SUPPLIED MATERIAL >>
══════

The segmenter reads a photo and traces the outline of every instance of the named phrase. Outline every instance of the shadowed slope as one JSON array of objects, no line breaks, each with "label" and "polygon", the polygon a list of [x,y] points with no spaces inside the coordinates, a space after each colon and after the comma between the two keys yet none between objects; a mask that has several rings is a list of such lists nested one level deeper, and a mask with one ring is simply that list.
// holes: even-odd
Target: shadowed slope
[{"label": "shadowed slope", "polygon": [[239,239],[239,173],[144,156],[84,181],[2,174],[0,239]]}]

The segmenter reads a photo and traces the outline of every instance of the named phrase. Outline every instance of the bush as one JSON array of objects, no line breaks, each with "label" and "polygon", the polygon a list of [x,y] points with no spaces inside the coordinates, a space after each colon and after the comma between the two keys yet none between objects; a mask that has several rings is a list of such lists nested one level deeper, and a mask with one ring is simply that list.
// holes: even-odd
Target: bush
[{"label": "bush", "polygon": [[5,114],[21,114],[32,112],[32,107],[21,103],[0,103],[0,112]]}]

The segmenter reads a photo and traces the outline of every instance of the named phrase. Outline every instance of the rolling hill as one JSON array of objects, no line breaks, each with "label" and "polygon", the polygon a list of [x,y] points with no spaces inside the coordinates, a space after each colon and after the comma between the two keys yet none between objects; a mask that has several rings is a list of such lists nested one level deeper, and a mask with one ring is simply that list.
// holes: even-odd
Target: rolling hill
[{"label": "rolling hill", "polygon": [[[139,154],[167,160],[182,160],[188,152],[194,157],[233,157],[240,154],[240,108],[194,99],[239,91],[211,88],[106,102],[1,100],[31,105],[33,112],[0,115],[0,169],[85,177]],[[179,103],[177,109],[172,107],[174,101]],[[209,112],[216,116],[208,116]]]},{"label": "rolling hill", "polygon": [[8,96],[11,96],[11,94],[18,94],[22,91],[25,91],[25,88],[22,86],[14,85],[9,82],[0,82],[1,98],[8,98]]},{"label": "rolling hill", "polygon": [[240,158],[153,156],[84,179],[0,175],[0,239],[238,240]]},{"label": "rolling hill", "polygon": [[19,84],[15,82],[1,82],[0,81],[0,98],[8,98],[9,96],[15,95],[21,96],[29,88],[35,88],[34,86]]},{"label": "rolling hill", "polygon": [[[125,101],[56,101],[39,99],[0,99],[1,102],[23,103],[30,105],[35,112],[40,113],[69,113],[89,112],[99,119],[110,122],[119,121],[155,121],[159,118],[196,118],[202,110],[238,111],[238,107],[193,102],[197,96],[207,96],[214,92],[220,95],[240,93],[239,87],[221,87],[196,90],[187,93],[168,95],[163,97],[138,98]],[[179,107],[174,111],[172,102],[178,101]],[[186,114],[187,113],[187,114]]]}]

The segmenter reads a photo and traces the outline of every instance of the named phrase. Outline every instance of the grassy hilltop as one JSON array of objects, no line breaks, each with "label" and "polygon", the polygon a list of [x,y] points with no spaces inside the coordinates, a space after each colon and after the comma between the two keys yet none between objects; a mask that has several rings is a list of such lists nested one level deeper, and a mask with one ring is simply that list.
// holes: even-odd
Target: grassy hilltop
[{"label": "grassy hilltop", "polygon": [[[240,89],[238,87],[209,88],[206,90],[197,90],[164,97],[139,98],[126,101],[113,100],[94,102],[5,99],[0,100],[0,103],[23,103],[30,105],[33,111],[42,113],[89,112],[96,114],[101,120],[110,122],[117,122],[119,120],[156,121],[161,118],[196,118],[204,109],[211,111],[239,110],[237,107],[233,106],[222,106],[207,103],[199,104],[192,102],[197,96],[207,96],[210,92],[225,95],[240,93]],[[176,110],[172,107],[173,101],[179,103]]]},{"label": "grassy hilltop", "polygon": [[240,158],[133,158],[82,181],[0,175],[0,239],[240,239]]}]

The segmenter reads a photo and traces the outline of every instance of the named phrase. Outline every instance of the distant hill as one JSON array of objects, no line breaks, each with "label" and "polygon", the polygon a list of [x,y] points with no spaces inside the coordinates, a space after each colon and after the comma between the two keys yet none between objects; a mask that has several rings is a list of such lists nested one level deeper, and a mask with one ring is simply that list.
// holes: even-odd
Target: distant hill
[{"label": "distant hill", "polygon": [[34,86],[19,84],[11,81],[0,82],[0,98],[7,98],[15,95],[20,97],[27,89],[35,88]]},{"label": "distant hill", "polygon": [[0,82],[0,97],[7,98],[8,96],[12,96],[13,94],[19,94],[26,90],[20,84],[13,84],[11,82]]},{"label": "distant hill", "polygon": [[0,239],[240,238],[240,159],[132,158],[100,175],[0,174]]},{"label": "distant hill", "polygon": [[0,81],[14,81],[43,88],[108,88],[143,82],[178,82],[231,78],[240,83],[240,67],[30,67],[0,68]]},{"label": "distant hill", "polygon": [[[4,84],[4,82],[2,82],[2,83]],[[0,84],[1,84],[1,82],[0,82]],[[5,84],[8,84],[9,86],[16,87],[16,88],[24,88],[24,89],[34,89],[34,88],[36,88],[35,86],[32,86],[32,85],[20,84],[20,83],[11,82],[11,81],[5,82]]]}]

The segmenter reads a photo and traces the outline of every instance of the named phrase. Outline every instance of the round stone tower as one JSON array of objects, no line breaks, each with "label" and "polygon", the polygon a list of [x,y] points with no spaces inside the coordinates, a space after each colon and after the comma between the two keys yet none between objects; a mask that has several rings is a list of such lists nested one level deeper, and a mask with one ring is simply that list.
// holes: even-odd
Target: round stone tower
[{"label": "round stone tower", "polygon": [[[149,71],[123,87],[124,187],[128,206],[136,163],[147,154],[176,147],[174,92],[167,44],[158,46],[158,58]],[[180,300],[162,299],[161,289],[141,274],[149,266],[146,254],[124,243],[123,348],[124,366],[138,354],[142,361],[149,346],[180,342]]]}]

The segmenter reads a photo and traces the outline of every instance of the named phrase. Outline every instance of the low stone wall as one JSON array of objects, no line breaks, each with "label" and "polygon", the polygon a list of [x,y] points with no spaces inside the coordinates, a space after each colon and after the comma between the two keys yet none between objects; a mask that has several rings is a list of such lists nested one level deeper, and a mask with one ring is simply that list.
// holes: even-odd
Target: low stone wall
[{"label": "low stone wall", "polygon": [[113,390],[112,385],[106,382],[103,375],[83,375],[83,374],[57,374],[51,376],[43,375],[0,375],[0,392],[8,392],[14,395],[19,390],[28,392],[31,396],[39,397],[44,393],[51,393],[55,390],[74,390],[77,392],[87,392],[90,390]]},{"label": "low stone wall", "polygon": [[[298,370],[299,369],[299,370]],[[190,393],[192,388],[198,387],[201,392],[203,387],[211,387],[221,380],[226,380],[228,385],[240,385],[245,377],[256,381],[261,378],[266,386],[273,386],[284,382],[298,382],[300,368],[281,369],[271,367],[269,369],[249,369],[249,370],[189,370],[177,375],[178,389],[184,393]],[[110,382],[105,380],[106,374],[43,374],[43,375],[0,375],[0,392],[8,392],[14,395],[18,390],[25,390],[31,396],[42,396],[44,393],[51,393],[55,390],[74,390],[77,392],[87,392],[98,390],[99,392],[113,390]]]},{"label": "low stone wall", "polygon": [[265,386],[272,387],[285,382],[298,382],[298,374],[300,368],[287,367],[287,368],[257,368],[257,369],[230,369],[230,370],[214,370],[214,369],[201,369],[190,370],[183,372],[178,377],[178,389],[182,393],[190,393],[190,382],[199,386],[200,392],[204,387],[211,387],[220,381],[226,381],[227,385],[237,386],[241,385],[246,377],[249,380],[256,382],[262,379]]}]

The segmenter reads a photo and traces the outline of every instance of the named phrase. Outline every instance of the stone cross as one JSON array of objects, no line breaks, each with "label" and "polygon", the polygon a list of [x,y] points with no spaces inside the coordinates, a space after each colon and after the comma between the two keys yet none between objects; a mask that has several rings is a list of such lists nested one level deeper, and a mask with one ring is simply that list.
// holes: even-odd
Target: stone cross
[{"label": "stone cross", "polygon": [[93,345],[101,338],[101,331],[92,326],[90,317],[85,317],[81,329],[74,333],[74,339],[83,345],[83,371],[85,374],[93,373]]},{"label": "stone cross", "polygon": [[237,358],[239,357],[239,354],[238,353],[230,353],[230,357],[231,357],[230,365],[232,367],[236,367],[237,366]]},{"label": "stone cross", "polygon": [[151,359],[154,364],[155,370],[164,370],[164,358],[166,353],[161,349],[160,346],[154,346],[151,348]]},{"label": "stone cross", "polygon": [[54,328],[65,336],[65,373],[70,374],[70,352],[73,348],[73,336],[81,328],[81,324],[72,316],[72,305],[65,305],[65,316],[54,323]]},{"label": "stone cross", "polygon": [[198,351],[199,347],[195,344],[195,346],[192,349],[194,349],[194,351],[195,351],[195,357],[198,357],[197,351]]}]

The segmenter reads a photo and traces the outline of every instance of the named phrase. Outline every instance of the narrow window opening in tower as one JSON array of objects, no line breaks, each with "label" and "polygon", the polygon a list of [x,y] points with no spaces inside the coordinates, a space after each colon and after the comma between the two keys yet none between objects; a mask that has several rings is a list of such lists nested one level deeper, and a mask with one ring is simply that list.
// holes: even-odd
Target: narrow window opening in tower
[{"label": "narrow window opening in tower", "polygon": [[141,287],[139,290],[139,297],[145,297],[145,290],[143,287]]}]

══════

Exactly as written, copy the lines from the one containing "Target: stone cross" to the end of the entries, both ends included.

Target: stone cross
[{"label": "stone cross", "polygon": [[93,345],[101,338],[101,331],[92,326],[90,317],[85,317],[81,329],[74,333],[74,339],[83,345],[83,371],[85,374],[93,373]]},{"label": "stone cross", "polygon": [[237,358],[239,357],[239,354],[238,353],[230,353],[230,357],[231,357],[230,365],[232,367],[236,367],[237,366]]},{"label": "stone cross", "polygon": [[151,359],[154,364],[155,370],[164,370],[164,358],[166,353],[161,349],[160,346],[154,346],[151,348]]},{"label": "stone cross", "polygon": [[54,328],[65,336],[65,373],[70,374],[70,352],[73,348],[73,336],[81,328],[81,324],[72,316],[72,305],[65,305],[65,316],[54,323]]},{"label": "stone cross", "polygon": [[198,351],[199,347],[195,344],[195,346],[192,349],[194,349],[194,351],[195,351],[195,357],[198,357],[197,351]]}]

The segmenter reads a photo and traces the outline of every instance of the named phrase. Outline every instance of the narrow window opening in tower as one JSON array of objects, no line breaks, each with "label" and "polygon", the polygon a list of [x,y] points with no spaces inside the coordinates, a space after each colon and after the comma between the two keys yet none between objects; a mask that has several rings is a list of such lists nested one level deeper, and a mask with one ring is simply that list.
// holes: even-odd
Target: narrow window opening in tower
[{"label": "narrow window opening in tower", "polygon": [[141,287],[139,290],[139,297],[145,297],[145,290],[143,287]]}]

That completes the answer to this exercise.